#### [Short task 1]
According to the cluster storage guide, how much space is each individual allocated on $HOME/scratch?
# start of Document excerpt
Each individual is allocated 1.5tb on $HOME/scratch and 200gb in $HOME. The cluster nodes only have access to data on scratch, so all data including databases should be on scratch. However, files in scratch folders gets removed periodically, so data should be moved to the DATA folder once the analysis is complete to avoid data loss. Note: Even if you place softlink to DATA in the scratch folder, because the nodes aren't able to access DATA, the links break. To check quota, use the following command:

mmlsquota -u <username> --block-size=auto fs-hpc
du -ah --max-depth=1 .

Managing intermediate file#

Guide To work around the space limits of ACRC, keep files in ~/DATA. Let nextflow copy the input files to ~/scratch, run the pipeline, and delete the input/intermediary files afterwards (copy, run, delete). There are a couple issues however. 1) The cluster does not have access to files on ~/DATA (a.k.a SOD). * Therefore, the copy must be run locally, while the run and delete steps can be run on the cluster. * Each process can only be run on a single tytpe of executor, so copy, run and delete must be run as separate processes. * Because nextflow stages files as symbolic links by default, set stageInMode as copy to copy files from SOD to scratch. 2) Since each step is run as separate processes, parallelizing is not straightforward. The pipeline will copy all the data to scratch first and fill up the space, defeating the whole point of this step. * Because there is no way to start another copy of the full pipeline (copy, run, remove) only after the current one ends, instead, set submitRateLimit to limit the number of times the copy process can run in a set amount of time. The time should be roughly the time it takes to run the full pipeline. 3) Nextflow will only clean up the work folder after all the pipeline is completed for all samples. To delete files immediately after an individual sample run is complete, make sure the full pipeline has run, manually search for the copied files in the work folder, and replace them with pseudo empty files.
# end of Document excerpt
#### [Short task 2]
Rewrite the rows, starting at the line that contains "Q: Locate the white" and ending at the final row, both ends included, with the requests kept and 120 added to every x and y coordinate in the answers.
# start of Data supplied
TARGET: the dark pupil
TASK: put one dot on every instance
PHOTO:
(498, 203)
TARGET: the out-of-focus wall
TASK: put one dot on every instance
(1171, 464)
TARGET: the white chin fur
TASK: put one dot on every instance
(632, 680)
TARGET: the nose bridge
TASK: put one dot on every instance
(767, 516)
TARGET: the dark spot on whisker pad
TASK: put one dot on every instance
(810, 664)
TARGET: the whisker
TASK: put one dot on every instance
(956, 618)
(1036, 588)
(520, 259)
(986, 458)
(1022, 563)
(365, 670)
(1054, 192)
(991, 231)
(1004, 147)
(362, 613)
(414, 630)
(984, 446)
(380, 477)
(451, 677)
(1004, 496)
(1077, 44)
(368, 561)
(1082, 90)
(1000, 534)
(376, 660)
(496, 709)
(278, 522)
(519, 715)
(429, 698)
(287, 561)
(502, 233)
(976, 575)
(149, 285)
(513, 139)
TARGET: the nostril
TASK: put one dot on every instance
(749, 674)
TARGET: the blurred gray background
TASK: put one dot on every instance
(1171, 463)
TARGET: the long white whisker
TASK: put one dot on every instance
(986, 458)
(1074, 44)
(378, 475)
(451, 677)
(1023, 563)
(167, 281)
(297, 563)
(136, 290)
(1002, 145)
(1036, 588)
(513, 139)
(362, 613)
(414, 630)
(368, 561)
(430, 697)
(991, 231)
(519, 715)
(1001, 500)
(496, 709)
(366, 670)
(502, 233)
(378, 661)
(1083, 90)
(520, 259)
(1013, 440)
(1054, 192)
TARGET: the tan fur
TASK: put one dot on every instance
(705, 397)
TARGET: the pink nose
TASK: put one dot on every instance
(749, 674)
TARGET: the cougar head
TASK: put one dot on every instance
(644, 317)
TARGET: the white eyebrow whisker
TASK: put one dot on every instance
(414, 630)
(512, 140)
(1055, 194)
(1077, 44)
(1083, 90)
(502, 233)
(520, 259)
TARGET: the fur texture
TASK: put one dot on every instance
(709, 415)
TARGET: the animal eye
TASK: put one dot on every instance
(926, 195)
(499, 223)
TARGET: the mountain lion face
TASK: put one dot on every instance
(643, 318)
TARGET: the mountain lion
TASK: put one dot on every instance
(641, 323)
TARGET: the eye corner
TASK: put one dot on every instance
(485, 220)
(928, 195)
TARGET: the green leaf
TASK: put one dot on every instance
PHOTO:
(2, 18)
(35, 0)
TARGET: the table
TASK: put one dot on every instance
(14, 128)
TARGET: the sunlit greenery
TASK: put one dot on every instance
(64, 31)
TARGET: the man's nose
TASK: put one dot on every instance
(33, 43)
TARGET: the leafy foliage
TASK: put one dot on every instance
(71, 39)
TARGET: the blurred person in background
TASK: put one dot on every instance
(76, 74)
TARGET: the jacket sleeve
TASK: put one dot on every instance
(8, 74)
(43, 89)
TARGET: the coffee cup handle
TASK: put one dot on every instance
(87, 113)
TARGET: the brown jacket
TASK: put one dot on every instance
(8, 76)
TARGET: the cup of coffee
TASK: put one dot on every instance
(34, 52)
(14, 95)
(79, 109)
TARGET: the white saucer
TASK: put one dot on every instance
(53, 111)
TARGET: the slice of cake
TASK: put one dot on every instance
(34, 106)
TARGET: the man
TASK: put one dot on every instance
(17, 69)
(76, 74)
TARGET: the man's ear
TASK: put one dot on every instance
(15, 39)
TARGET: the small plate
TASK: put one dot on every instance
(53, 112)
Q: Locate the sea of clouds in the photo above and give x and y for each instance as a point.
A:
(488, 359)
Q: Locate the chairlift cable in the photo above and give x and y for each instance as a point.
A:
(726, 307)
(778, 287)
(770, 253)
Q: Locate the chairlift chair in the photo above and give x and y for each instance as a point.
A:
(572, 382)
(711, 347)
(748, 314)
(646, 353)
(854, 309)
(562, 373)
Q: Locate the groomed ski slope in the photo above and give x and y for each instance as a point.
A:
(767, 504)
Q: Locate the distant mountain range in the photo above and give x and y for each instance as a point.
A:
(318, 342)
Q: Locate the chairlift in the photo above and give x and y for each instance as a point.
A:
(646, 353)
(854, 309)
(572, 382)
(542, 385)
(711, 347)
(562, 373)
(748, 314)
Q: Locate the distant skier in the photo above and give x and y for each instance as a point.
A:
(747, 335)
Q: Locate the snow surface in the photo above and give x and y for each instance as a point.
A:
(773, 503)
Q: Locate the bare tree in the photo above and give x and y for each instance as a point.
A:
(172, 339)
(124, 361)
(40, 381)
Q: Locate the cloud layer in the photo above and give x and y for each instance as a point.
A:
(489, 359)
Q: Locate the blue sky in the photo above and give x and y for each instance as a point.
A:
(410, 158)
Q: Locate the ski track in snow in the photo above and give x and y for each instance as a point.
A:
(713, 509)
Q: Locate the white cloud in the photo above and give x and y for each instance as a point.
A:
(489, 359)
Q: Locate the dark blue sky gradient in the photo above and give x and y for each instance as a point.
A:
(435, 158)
# end of Data supplied
#### [Complete answer 1]
1.5tb

#### [Complete answer 2]
Q: Locate the white cloud in the photo above and give x and y for each instance as a point.
A:
(609, 479)
Q: Locate the dark blue sky gradient in the photo above and give x and y for each instance as a point.
A:
(555, 278)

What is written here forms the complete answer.